* **Passage shown**:
○ ○ ○ ○
WO1991010525A1

WO1991010525A1 - Metal pouring method and apparatus

Info

Publication number: WO1991010525A1
Application number: PCT/GB1991/000062
Authority: WO
Inventors: William Albert Griffiths
Original assignee: Flogates Limited
Priority date: 1990-01-16
Filing date: 1991-01-16
Publication date: 1991-07-25
Also published as: GB2246533A; CS8891A2; GB9117659D0; IE910080A1; GB2246533B; ZW291A1; YU5991A; CN1053375A; CA2034235A1; AU7178491A

Abstract

Flow of molten steel from a tundish to a continuous casting mould is controlled by a sliding gate valve (10). The gate valve comprises a stationary refractory member (14) having a metal pouring orifice (18) and a slidable refractory member (37) also having a metal pouring orifice (42) and movable between an open condition in which its orifice (42) is aligned with the orifice (18) of the stationary member, and a closed condition in which the two orifices are out of alignment. Freezing of molten steel at the sliding gate valve when it is closed is prevented by imparting an incremental stepping motion to the slidable member (37) in its closed condition.

Description

METAL POURING METHOD AND APPARATUS

In, for example the continuous casting of steel, molten metal from a ladle flows into an intermediate tundish from where it flows via a pouring tube into a continuous casting mould.

Flow from the tundish into the continuous casting mould may be controlled by a sliding gate valve, as is well known in the art.

If casting has to be interrupted, for example to change the pouring tube, the sliding gate valve is closed and there is a danger of metal freezing at the sliding gate valve, which would prevent resuming the metal flow until any frozen metal had been cleared by e.g. oxygen lancing. European Patent 66118 of Metacon AG., seeks to minimize this risk of freezing by imparting an oscillation to the slidable member of the gate valve in its closed position. This may or may not be more or less effective but in any event rapid oscillation of the slidable member can have a detrimental effect on the life of the slidable member, and adjacent refractory components and also wear on the associated mechanical components. It is an object of the invention to provide an improved method of minimizing the risk of metal freezing during the interruption of metal pouring operations.
○ ○ ○ ○
* **Point placement listing**:
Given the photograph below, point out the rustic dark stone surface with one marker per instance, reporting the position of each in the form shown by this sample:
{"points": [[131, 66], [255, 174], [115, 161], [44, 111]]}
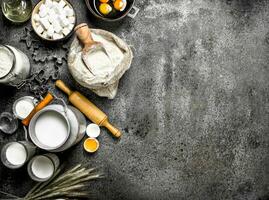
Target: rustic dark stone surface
{"points": [[194, 107]]}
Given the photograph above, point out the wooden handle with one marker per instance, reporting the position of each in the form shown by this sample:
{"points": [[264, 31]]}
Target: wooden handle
{"points": [[84, 35], [115, 132], [37, 108], [61, 85]]}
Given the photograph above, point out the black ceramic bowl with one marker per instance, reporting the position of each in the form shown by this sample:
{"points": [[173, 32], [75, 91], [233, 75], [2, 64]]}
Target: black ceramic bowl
{"points": [[35, 10], [130, 11]]}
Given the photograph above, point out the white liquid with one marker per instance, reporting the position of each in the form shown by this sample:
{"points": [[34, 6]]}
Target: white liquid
{"points": [[42, 167], [23, 108], [16, 154], [6, 62], [51, 129]]}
○ ○ ○ ○
* **Written tasks**:
- 1) Reproduce the point placement listing verbatim, starting at the line that contains "Given the photograph above, point out the white" and running through the end of the listing.
- 2) Resume the metal pouring patent text, picking up after its final sentence.
The metal pouring patent text and the listing have no connection to each other.

* **Answers to the exercise**:
- 1)
Given the photograph above, point out the white liquid with one marker per instance, reporting the position of each in the form shown by this sample:
{"points": [[34, 6]]}
Target: white liquid
{"points": [[42, 167], [23, 108], [16, 154], [6, 62], [51, 129]]}

- 2)
The invention provides a method of pouring molten metal, in which flow of molten metal is controlled by a sliding gate valve, the gate valve comprising a stationary refractory member having a metal pouring orifice and a slidable refractory member also having a metal pouring orifice and movable between an open condition in which its orifice is aligned with the orifice of the stationary member, and a closed condition in which the two orifices are out of alignment; wherein when the slidable member is in its closed condition an incremental stepping motion is imparted thereto to prevent freezing of molten metal at the sliding gate valve.

The incremental motion takes place for example in steps of 0.5 to 10mm e.g., 0.5 to 2mm; the dwell time between the steps of the incremental motion is e.g. 0.5 to

2 seconds; and for example each step of the incremental motion takes place in a period not exceeding 0.5 seconds.

The speed in each step is for example 5-lOOmm per second e.g., 5-20mm per second.

The time ratio between periods of dwell and periods of incremental motion is for example 20:1 to 5:1. The invention also provides a method according to the invention, wherein in the closed condition of the sliding gate valve, the slidable member is movable between a first closed position in which the two orifices are just out of alignment and a second, terminal, closed position in which the two orifices are further out of alignment, and the slidable member moves continuously with the incremental stepping motion between the first and second positions.

The distance between the first and second positions is for example 20 to 100mm, e.g. 25 to 85mm.

The incremental stepping motion may be unidirectional from the first to the second position and from the second position back to the first position. Alternatively, however, the incremental stepping motion may take place cyclically by a plurality of steps in the general direction of motion followed by a lesser number of reverse steps.

There may be for example 2 to 7 steps in the general direction of motion alternating with 1 to 4 reverse steps; e.g. 3 or 5 steps in the general direction of motion alternating with a single reverse step, which may however be longer in distance than a forward step, but still consistent with the general direction of motion being forwards.

The invention also provides apparatus constructed and arranged to carry out a method according to the invention, and comprising a sliding gate valve which comprises; (a) a stationary refractory member having a metal pouring orifice; (b) a slidable refractory member also having a metal pouring orifice; (c) means for moving the slidable member between an open condition in which its orifice is aligned with the orifice of the stationary member, and a closed condition in which the two orifices are out of alignment; and (d) means for imparting an incremental stepping motion to the slidable member when it is in its closed condition.

There now follows a description, to be read with reference to the accompanying drawings, of a method and apparatus embodying the invention. This description is given by way of example only and not by way of limitation of the invention.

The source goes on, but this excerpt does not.